PROBLEM TO SOLVE:
Count how many lines in the records below contain the string "chopped", and reply with that number alone.

Start of WORKING DATA

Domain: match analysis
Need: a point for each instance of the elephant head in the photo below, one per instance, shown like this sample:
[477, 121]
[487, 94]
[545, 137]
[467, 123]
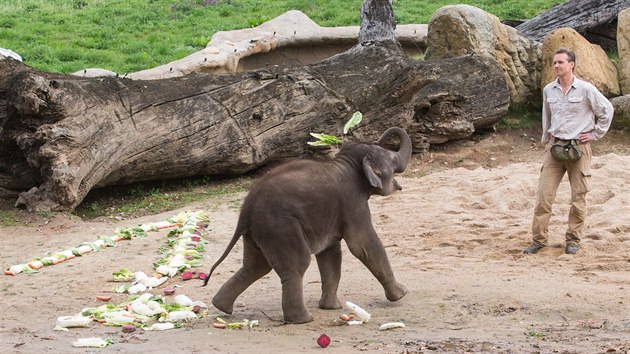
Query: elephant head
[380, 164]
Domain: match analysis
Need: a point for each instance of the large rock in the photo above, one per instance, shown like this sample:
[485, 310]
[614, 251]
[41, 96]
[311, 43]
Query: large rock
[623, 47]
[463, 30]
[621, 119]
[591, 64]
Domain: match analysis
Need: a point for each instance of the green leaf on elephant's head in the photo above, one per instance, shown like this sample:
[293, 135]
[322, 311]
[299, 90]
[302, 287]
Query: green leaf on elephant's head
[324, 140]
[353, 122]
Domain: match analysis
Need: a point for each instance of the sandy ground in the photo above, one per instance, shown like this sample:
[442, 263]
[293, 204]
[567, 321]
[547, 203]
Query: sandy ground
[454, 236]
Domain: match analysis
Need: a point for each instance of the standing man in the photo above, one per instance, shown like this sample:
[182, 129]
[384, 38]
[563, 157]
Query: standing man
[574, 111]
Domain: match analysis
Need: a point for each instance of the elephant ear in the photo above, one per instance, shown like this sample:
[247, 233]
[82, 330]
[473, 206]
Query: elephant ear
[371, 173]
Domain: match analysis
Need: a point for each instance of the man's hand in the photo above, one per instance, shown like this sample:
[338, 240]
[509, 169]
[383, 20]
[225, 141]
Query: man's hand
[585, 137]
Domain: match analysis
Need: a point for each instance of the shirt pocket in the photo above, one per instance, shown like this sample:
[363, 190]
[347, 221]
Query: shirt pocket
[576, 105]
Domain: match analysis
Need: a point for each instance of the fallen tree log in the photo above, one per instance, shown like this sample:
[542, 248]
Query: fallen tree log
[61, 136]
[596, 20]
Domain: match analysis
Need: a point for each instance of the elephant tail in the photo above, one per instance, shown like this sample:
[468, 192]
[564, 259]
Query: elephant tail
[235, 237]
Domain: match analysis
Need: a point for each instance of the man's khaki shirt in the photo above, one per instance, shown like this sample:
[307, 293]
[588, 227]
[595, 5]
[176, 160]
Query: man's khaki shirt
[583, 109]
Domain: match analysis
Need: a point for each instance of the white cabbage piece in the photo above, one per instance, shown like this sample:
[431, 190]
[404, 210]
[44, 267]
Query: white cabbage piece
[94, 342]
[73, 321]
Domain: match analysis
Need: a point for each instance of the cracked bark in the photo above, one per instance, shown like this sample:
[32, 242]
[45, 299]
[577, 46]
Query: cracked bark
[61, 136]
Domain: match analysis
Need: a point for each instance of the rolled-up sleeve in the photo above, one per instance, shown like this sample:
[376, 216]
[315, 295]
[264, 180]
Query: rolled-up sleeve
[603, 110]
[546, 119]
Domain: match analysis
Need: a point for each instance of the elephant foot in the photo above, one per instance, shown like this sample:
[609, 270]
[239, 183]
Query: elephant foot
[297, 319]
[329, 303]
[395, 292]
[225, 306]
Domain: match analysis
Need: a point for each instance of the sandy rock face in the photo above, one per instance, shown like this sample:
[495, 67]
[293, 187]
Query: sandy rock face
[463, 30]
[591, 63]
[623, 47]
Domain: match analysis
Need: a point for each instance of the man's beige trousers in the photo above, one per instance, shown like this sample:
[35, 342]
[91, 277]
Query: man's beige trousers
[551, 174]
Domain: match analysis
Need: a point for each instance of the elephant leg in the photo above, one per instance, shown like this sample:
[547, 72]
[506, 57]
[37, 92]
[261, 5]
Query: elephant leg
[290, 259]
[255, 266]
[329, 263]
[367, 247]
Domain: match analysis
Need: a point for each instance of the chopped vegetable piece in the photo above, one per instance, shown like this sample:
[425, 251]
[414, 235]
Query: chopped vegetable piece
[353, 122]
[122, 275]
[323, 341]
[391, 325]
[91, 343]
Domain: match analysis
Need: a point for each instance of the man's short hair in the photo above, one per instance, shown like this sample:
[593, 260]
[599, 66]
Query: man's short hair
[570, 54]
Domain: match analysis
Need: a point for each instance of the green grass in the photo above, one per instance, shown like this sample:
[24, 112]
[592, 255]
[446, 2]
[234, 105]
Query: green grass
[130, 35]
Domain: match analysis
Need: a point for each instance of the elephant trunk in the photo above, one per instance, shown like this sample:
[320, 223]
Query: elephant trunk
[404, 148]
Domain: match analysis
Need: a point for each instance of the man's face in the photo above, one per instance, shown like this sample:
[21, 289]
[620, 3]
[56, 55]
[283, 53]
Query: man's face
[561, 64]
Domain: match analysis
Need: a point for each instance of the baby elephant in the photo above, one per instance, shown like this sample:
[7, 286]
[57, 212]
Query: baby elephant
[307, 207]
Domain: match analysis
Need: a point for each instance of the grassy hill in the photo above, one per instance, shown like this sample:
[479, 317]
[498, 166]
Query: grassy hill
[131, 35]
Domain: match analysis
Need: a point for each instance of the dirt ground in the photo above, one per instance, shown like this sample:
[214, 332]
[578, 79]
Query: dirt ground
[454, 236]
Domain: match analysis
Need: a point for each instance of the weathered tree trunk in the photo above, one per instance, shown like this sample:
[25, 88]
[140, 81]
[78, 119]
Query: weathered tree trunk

End of WORKING DATA

EXERCISE RESPONSE:
2